### Raw data
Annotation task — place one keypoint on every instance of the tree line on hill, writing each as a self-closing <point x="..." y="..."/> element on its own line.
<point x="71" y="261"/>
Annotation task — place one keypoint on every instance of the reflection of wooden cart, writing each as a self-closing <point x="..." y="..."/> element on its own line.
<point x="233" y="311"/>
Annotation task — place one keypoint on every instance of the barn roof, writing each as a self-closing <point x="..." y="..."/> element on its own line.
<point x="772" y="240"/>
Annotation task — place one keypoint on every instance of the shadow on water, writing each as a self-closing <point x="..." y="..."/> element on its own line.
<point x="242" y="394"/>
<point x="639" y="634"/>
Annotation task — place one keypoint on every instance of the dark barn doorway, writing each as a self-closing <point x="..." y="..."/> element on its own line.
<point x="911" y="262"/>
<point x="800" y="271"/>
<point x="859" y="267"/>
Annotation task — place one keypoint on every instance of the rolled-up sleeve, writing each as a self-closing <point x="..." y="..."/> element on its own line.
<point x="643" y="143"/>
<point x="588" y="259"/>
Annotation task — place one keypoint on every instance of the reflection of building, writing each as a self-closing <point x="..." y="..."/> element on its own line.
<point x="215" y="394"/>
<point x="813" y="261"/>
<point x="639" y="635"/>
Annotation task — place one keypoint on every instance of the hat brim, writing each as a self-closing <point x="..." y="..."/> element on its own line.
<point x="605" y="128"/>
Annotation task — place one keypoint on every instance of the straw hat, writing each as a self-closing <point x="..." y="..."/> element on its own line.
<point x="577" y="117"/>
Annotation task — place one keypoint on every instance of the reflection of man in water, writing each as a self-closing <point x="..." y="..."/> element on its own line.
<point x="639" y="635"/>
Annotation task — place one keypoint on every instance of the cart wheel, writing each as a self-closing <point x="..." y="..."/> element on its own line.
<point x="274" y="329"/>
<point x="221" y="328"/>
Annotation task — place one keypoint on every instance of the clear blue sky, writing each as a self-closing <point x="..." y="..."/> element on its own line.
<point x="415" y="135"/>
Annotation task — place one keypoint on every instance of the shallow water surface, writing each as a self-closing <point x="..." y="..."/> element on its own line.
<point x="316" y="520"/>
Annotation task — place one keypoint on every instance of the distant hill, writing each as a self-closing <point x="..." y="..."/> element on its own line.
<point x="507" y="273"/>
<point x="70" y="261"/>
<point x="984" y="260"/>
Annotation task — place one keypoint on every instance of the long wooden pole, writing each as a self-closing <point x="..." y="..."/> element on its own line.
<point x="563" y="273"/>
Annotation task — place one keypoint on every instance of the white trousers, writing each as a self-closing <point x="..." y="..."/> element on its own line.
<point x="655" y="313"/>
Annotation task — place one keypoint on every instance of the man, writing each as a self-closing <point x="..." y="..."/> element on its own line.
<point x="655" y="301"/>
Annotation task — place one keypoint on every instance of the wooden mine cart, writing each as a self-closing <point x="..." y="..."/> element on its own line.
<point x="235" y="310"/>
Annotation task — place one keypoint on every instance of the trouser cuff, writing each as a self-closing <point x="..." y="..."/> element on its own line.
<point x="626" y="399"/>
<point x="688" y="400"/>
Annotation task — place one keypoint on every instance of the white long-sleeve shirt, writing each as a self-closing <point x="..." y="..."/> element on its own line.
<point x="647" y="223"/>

### Task prompt
Reproduce every line of the material above word for word, leaving nothing out and changing nothing.

### Reply to the task
Annotation task — place one keypoint on every instance of the tree line on hill, writing each as a self-closing <point x="..." y="..."/> element on its own line.
<point x="71" y="261"/>
Annotation task — place one keypoint on every instance of the reflection of wooden cart, writing each as a self-closing <point x="..." y="..."/> element on its own line.
<point x="233" y="311"/>
Annotation task — place one keypoint on every instance of the barn roof, writing each as a self-closing <point x="..." y="..."/> element on its own line.
<point x="772" y="240"/>
Annotation task — place one keypoint on every instance of the shadow on water, writing each as a self-closing <point x="..." y="..."/> element on its own line.
<point x="242" y="394"/>
<point x="639" y="634"/>
Annotation task — place one keypoint on every instance of the dark barn doorway, writing each as a self-closing <point x="..." y="..."/> element on its own line.
<point x="911" y="262"/>
<point x="800" y="271"/>
<point x="859" y="267"/>
Annotation task — place one keypoint on every instance of the rolled-up sleeve, writing each as a self-closing <point x="..." y="..."/> element on its own line.
<point x="643" y="143"/>
<point x="588" y="259"/>
Annotation task — place one keypoint on every instance of the reflection of building, writing each as a self-closing <point x="..." y="..."/> element on its own line.
<point x="215" y="394"/>
<point x="813" y="261"/>
<point x="639" y="635"/>
Annotation task — place one keypoint on every instance of the hat brim, writing each as a self-closing <point x="..." y="..."/> element on its own line.
<point x="605" y="128"/>
Annotation task — place one keypoint on every instance of the straw hat, writing each as a self-closing <point x="..." y="..."/> element on its own line.
<point x="577" y="117"/>
Annotation task — place one keypoint on every instance of the reflection of man in water, writing each as a self-closing <point x="..." y="..."/> element on its own line.
<point x="639" y="635"/>
Annotation task — place one keypoint on every instance of the cart wheel, writing each as a self-closing <point x="..." y="..."/> element on its own line.
<point x="274" y="329"/>
<point x="221" y="328"/>
Annotation task — place one keypoint on every instance of the clear blue sky, writing each as a self-closing <point x="..." y="..."/> element on its own line.
<point x="415" y="135"/>
Annotation task — place one keypoint on every instance of the shallow water surface, writing each as a self-closing <point x="..." y="..."/> element on its own line.
<point x="316" y="520"/>
Annotation task — place one keypoint on every instance of the distant hill, writing each as a self-closing <point x="..." y="..."/> element on its own line.
<point x="507" y="273"/>
<point x="70" y="261"/>
<point x="984" y="260"/>
Annotation task — place one keypoint on every instance of the long wooden pole, writing each as a self-closing <point x="..." y="..."/> element on its own line.
<point x="563" y="273"/>
Annotation task — place one keypoint on every instance of the white trousers, writing each as a self-closing <point x="..." y="..."/> element on its own line.
<point x="655" y="313"/>
Annotation task — place one keypoint on every instance of the man, writing each as a self-closing <point x="..." y="..."/> element on its own line.
<point x="655" y="301"/>
Annotation task — place one keypoint on every instance of the wooden mine cart, writing each as a self-closing <point x="..." y="..."/> element on its own line.
<point x="235" y="310"/>
Annotation task — place one keypoint on every instance of the trouser cuff, writing each as a self-closing <point x="..." y="..."/> element on its own line.
<point x="626" y="399"/>
<point x="688" y="400"/>
Annotation task — place one keypoint on every instance of the white long-sleeve shirt, writing each as a self-closing <point x="..." y="..."/> element on its own line.
<point x="647" y="223"/>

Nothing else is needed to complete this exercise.